▶ _Work task_: In the review below, what does the paper suggest Textual Counterfactual (TC) mainly reduces?
BEGIN Text under study
1. The paper is well-written with a clear and easy-to-follow logical flow.
2. The proposed method achieves significant improvements on the paper's BS benchmark. When evaluated on general benchmarks, it outperforms other inference methods in terms of both the number of benchmarks improved and overall performance.
1. The construction of the BS benchmark shares structural similarities with the proposed method. This raises a concern that the selected subset might be inherently biased, creating a situation where the proposed method is "both the player and the referee" in its own evaluation.
2. The analysis of the BS benchmark could be more in-depth. For instance, it is unclear how the resulting subsets differ when constructed from different sets of visuals (v) and questions (q), and whether this would lead to different evaluation results.
3. As described, the use case for the BS benchmark appears limited. It evaluates the relative bias and sensitivity of different inference methods for the same model. In practice, the community is often more concerned with the absolute bias and sensitivity exhibited by a specific model in application.
4. The paper suggests that Visual Counterfactual (VC) primarily mitigates the bias of neglecting vision (corresponding to the B subset), while Textual Counterfactual (TC) mainly reduces sensitivity to text prompts (corresponding to the S subset). It is not clear if this correspondence is explicitly reflected in the metrics.
END Text under study
BEGIN Entries supplied
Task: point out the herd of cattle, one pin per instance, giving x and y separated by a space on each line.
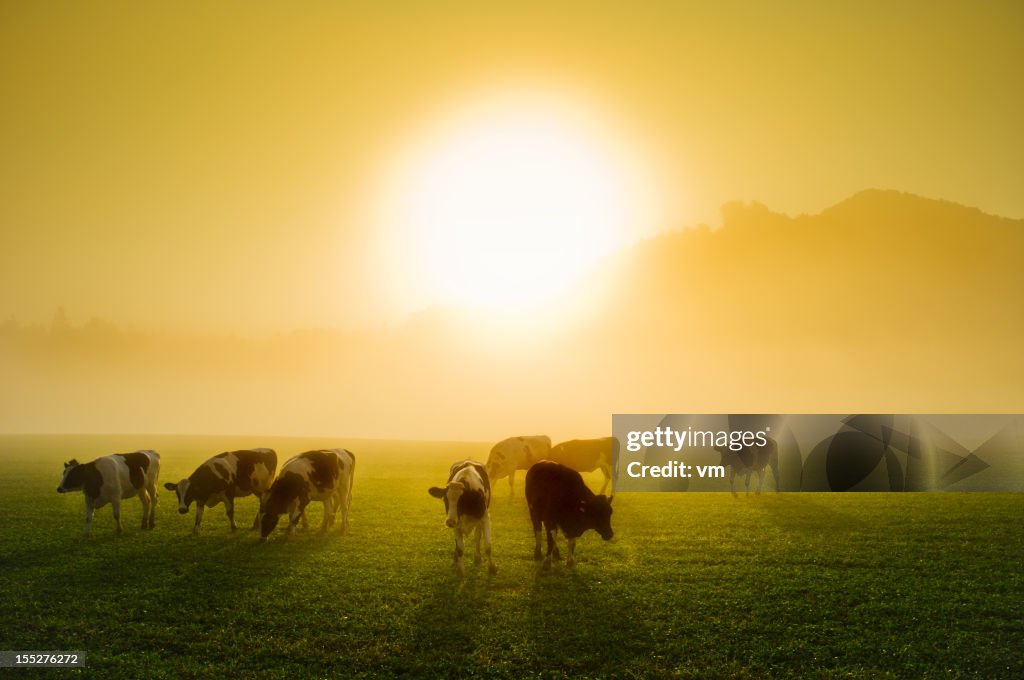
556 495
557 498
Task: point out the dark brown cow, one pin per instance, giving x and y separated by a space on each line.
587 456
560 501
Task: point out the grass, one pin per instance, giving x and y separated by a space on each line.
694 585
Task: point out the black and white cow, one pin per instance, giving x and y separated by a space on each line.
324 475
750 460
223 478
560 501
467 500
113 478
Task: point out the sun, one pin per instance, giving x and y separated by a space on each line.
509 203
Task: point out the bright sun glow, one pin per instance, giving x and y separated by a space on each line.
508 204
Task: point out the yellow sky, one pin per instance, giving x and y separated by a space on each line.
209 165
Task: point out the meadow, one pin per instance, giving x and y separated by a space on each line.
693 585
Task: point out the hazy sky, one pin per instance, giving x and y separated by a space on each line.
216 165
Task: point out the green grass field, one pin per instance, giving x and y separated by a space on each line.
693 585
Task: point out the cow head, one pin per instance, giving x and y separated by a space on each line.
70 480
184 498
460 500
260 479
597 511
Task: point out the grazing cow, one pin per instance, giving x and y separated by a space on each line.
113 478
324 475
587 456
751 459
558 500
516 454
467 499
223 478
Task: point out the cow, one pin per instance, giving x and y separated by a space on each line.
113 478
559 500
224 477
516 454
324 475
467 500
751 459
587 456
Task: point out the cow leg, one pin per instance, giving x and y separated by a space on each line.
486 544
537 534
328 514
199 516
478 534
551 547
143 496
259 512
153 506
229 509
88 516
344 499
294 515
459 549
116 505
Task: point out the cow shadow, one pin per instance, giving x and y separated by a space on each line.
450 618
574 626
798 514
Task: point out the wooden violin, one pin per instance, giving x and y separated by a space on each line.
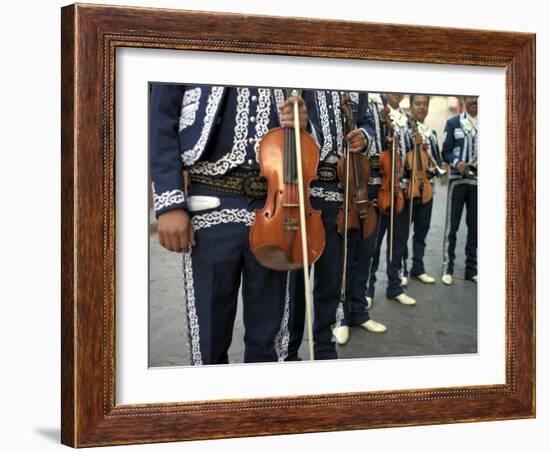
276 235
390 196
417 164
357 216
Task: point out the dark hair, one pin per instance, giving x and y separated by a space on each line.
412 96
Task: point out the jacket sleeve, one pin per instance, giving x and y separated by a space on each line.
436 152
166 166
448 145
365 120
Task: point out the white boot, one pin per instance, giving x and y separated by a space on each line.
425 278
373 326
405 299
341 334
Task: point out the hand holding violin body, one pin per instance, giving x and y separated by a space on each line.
END Entries supplied
▶ _Solution for this task_: Sensitivity to text prompts, corresponding to the S subset.